- **Written exercise A**
In the MIA interview, quote the passage from "You’ve always had" up to and including "you started designing?".
- **Written exercise B**
Translate this sentence from the MIA interview into Spanish: "It is directly tied in to the cycles of my albums."
- **Written exercise C**
Write what follows the final line of the MIA interview.

- **Source excerpt**
────────────────────

We reported on the Okley “the real pirate of the Caribbean” Leslie video, shot by MIA with clothes by MIA earlier this year—watermelon print hoodies, body suits, little dogs shagging on the beach among other moments of awesome. Those designs are now up for sale on her website as well as on the racks at Opening Ceremony. Of course there were several questions that needed to be answered—who is Okley Leslie? Is a full-blown MIA fashion takeover in the works? And will MIA be making baby clothes anytime soon?
We were reminded about these question marks a couple of weeks ago after spotting MIA looking more stylish than ever rocking a gorgeous preggers belly like it was the best accessory on the planet. So last week we emailed her in hopes of getting to the bottom of it all. In the extensive interview MIA talks about the making of the video and designing clothes (at this stage she considers the collection “extended merch” rather than a clothing line), about JA dance crews and flying boats, and the importance of encouraging your kids to learn the truth about life.
What made you decide to start your own line?
I wanted to tie all my work together. When I make an album, I make a number of artworks that go with it, and now I make some clothes that go with it too. So this Okley run was an extension of my Kala album and artwork. The line exists to get the message across—whatever the aesthetic is that I’m trying to communicate. The Kala artwork and sound and clothes are all about being worldly, and representing the idea of the whole world being mashed up into one.
You’ve always had a great sense of personal style—what was it like translating that into the line?
A lot of these ideas came from doing videos like “Boyz” and “Birdflu,” while I was traveling and I tried making clothes when I was out there on the shoot, like the day before. It’s always been one of those things—I wished I had a bunch of clothes ready-made that expressed my ideas. When you’re ahead of things no one knows what you’re talking about at the time so it’s hard to get it made. Then a year later it’s everywhere. It’s like that on tour too—you run out of clothes and it’s better if you have your own.
What pieces did you have in mind as staples for the line before you started designing?
I haven’t gotten to a point where I can call it a line yet, but I’m still figuring out what this is. It is directly tied in to the cycles of my albums. I was wearing a lot of my throwback ’90s bomber jackets, leggings, bodies [leotards] and hoodies on tour, which is what I ended up making.
How has the fashion creative process been different from making music?

────────────────────

- **Data segment**
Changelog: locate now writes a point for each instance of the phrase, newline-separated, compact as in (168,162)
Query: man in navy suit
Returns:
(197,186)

────────────────────

- **Expected answer A**
You’ve always had a great sense of personal style—what was it like translating that into the line?
A lot of these ideas came from doing videos like “Boyz” and “Birdflu,” while I was traveling and I tried making clothes when I was out there on the shoot, like the day before. It’s always been one of those things—I wished I had a bunch of clothes ready-made that expressed my ideas. When you’re ahead of things no one knows what you’re talking about at the time so it’s hard to get it made. Then a year later it’s everywhere. It’s like that on tour too—you run out of clothes and it’s better if you have your own.
What pieces did you have in mind as staples for the line before you started designing?

- **Expected answer B**
Está directamente ligado a los ciclos de mis álbumes.

- **Expected answer C**
It is different, but it can be even more different! I don’t want to start a line and do what the fashion industry does, like everyone gets stressed up around February and September, then dressed up in March and October and then pressed up to do the next cycle again. I would like to link my collections to something else other than seasons.
You’ve worked with a lot of designers in the past, including Carrie Munden and Marc Jacobs—did anyone have any advice when it came to designing clothes?
No I haven’t asked them. I wear a lot of Ashish too. He is so underrated.
Why did you go for a short film instead of the traditional lookbook?
Because I like films, and clothes are more realistic in moving image than glossy stills. With clothes you have to wear them and move about in ‘em, and I’d like to encourage people to move about. So a film was more appropriate, and you can have music with it. When you look at someone’s lookbook there is no music.
Where did you shoot the video?
I shot it in Saint Vincent where Okley lives, in his natural environment. The idea is that anyone anywhere can bring color to their lives. My clothes are not precious. The dirtier you get ‘em the better they should look.
Tell us a little bit about the making of it?
Okley comes from the rawest place I know, I also mention it in “Boyz,” it’s a place called Sugar Hill where you get white Caribbeans who have lived there for 400 years and they have peroxide hair and a mean streak. They are a lot crazier then the other boys. When I first got to the island all the teenagers were getting drunk and driving their cars off the cliff for fun, because the island is so small and they were all so bored. They have a thing for living on the edge—not in a violent way—but real red neck way. It’s very special. Okley had like five dogs and when we started shooting the film, the dogs started shaggin’ and got stuck. The whole film was shot in the time the dogs took to get unstuck, like an hour. Then we went out on his boat called Watch It, where he has dreams of being a real pirate.
Tell us a little about the prints—they’re all custom made.
They come from bits of my album artwork. All my artwork for Kala was inspired by African stuff, from dictator fashion to old stickers on the back of cars.I used the same designs, because when people look at it in ten years I want them to remember a certain time, and hopefully they get a 3-D sense—the shapes, the prints, the sound, film, technology, politics, economics, everything.
What was the inspiration for the line—and how does the pirate of the Caribbean theme fit in with this?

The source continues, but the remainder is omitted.